• **TRECHO DO TEXTO**:
──────────────────────────────

Além disso, Luana está cursando engenharia de materiais na Universidade Federal do ABC desde 2014. Como pretende se dedicar aos estudos para concluir a graduação no ano que vem, a técnica de enfermagem pretende reduzir o ritmo dos trabalhos informais. “Estou à procura de estágio na área, que é minha prioridade”, diz.

Atualmente, são 38,8 milhões de brasileiros na informalidade, um aumento de 714 mil pessoas em 1 ano. Este grupo inclui os trabalhadores sem carteira assinada (empregados do setor privado e domésticos), os sem CNPJ (empregadores e por conta própria) e os sem remuneração (auxiliares de trabalhos para a família).

E a informalidade vem ajudando na queda ainda discreta da taxa de desemprego, que recuou para o menor nível do ano no trimestre encerrado em outubro – para 11,6% –, mas ficou apenas 0,1 ponto percentual abaixo do índice no mesmo período de 2018, quando estava em 11,7%.

Os últimos dados da Pesquisa Nacional por Amostra de Domicílios Contínua mostram que a população no país ocupada aumentou 1,4 milhão de pessoas em 1 ano, somando 94 milhões de brasileiros. Embora a recuperação da economia tenha mostrado sinais de aceleração nesta reta final do ano, ainda são 12,4 milhões de pessoas na fila do desemprego.

A recuperação lenta do mercado de trabalho e a dificuldade de colocação ou reinserção têm levado muitos brasileiros ao trabalho por conta própria, que também é chamado de empreendedorismo por necessidade, mas em muitos casos se configuram como subempregos.

“O chamado empreendedorismo, em grande medida, reflete a necessidade de busca da sobrevivência e não uma opção sobre a modalidade da ocupação”, destaca José Francisco de Lima Gonçalves, economista-chefe do banco Fator.

O trabalho por conta própria reúne tanto os autônomos como também ambulantes, aqueles que tocam negócios de ‘fundo de quintal’ ou prestam serviços ligados a aplicativos como Uber, Rappi e iFood.

“Empresas ligadas a esse novo mundo de tecnologia aproveitam do excedente de mão-de-obra e de modo informal incorporam essa massa de trabalhadores em subempregos”, afirma Honorato.

Os trabalhadores por conta própria representam a maior fatia dos informais, com 19 milhões de brasileiros no trimestre encerrado em outubro. Em seguida, estão os empregados sem carteira assinada (12 milhões) e os trabalhadores domésticos (4,5 milhões).

Considerando também aqueles que possuem CNPJ e atuam formalizados, como os MEIs (microempreendedores individuais), a categoria por conta própria somou 24,4 milhões de pessoas no trimestre encerrado em outubro, novo recorde histórico e alta de 3,9% (mais 913 mil pessoas) em relação ao mesmo período de 2018.

──────────────────────────────

• **AMOSTRA DOS DADOS**:
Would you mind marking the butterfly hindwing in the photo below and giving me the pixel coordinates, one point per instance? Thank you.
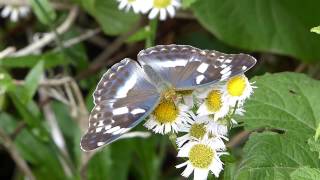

──────────────────────────────

• **OBJETIVO DA TAREFA**: Prossiga o texto sobre o trabalho informal no Brasil a partir da última frase apresentada.

• **RESPOSTA À TAREFA**:
O número de empregados sem carteira de trabalho assinada, por sua vez, atingiu novo patamar recorde de 11,9 milhões de pessoas, com um crescimento de 2,4% (mais 280 mil pessoas) no período de 1 ano. Já o número de trabalhadores com registro em carteira teve um avanço bem menor no período, de 1%, somando 33,2 milhões.

A maior geração de vagas informais do que formais também reflete grau ainda elevado de incerteza e otimismo dos empregadores em relação ao ritmo de recuperação da economia. “Uma empresa que contrata trabalho assume custos correntes e futuros, de modo que a decisão de contratar depende da firmeza de sua expectativa sobre a rentabilidade futura. É uma decisão, em tese, movida pelo lucro e não pela sobrevivência”, explica Gonçalves.

A lenta recuperação do emprego puxada pela informalidade também tem impacto nos salários. Segundo o IBGE, o rendimento médio dos trabalhadores ficou em R$ 2.317 no trimestre encerrado em outubro, alta de apenas 0,8% na comparação com o mesmo período de 2018. Entre os trabalhadores com carteira assinada, houve queda de 0,4%, ao passo que entre os empregados sem carteira e os trabalhadores por conta própria sem CNPJ, as altas foram de 0,6% e 1,4%, respectivamente.

Quem atua na informalidade continua ganhando bem menos. No trimestre encerrado em outubro, o rendimento médio de quem tem carteira assinada foi de R$ 2.185, enquanto que o do trabalhador sem carteira foi de R$ 1.319. No trabalho por conta própria, a renda média foi de R$ 1.321 para aqueles que não têm CNPJ.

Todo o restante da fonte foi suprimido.